Work order =
Give back the listing underneath, unchanged and complete.

++++++

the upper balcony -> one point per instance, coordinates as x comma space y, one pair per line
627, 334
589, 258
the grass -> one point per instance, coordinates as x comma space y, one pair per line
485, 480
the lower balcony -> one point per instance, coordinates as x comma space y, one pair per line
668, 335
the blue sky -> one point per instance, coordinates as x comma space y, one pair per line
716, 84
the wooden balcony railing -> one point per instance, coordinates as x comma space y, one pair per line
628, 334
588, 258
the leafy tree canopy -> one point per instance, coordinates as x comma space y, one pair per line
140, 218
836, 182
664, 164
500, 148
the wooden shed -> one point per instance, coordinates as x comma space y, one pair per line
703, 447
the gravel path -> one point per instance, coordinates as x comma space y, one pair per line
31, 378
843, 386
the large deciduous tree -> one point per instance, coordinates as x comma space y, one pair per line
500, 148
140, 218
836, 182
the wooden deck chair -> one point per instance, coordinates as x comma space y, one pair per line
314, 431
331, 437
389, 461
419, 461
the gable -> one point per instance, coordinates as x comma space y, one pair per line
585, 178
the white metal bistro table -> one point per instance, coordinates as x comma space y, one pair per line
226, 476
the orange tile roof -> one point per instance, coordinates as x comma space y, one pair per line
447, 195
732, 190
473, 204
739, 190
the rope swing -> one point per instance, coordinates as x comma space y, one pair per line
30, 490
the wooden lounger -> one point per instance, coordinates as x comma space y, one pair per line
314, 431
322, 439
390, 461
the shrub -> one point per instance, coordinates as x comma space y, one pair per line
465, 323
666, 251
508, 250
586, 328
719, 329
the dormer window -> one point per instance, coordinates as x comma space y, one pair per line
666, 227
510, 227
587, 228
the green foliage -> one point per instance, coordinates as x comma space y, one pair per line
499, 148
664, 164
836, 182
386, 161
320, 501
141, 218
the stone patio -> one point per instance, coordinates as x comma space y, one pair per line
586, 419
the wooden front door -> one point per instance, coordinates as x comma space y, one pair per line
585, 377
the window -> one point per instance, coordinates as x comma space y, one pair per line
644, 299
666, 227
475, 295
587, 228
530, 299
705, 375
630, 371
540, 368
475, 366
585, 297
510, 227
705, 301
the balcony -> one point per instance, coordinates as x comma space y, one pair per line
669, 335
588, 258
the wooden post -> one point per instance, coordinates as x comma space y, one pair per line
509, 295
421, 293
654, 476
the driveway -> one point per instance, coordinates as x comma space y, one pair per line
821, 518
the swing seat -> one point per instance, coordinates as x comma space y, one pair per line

++++++

Solution to this task =
the upper balcony -> one point per instance, coordinates as x comma space y, one pair per line
627, 334
589, 258
the grass -> one point per instance, coordinates as x comma space y, one pair per line
485, 480
the lower balcony -> one point per instance, coordinates as x comma space y, one pair per line
668, 335
the blue sky -> one point per instance, coordinates as x comma space y, one pair per line
716, 84
the wooden balcony railing -> one point per instance, coordinates as x comma space y, one pair per line
628, 334
588, 258
the leafy tree canopy -> one point per instance, coordinates as x comma space y, one pair per line
140, 218
836, 182
664, 164
500, 148
the wooden shed -> one point per instance, coordinates as x comma space y, one pair per line
703, 447
the gravel path -> one point per instance, coordinates as x comma space y, one pair per line
31, 378
843, 386
the large deciduous tree -> one point per instance, coordinates as x comma space y, one pair per line
500, 148
140, 218
836, 182
the wooden deck chair -> one point per instance, coordinates as x comma space y, one pair per line
314, 431
331, 437
389, 461
419, 461
the gable -> one point per instance, coordinates as x comma space y, one pair per line
585, 178
the white metal bistro table -> one point per instance, coordinates as x comma space y, one pair per line
226, 476
the orange tile roof -> one point per instance, coordinates as x comma space y, one pair per line
447, 195
732, 190
473, 204
739, 190
the rope swing -> one point per instance, coordinates as x comma space y, one pair per line
30, 490
the wooden lounger -> one point per instance, coordinates as x comma space y, one pair per line
314, 431
322, 439
390, 461
the shrub -> one point per instance, coordinates as x comma space y, one pair per line
465, 323
666, 251
508, 250
586, 328
719, 329
the dormer window -> one point per instance, coordinates as x comma space y, one pair per line
666, 227
510, 227
587, 228
the green foliage -> one point per instance, coordinates as x comma space y, one pair per line
499, 148
664, 164
836, 182
386, 161
320, 501
141, 218
the stone patio -> one point per instance, coordinates as x comma space y, one pair per line
586, 419
the wooden front door -> one point per instance, coordinates as x comma space y, one pair per line
585, 377
the window -> one point per instance, coordinates as x comma space y, one pair per line
644, 299
666, 227
475, 295
587, 228
530, 299
705, 375
630, 371
540, 368
475, 366
585, 297
510, 227
705, 301
the balcony -> one point per instance, coordinates as x comma space y, one pair per line
669, 335
588, 258
the wooden post -> one point per instance, coordinates as x comma space y, one pair per line
509, 295
421, 293
654, 476
the driveway -> one point per instance, coordinates as x comma space y, one pair per line
821, 518
the swing seat -> one point per instance, coordinates as x comma space y, one pair per line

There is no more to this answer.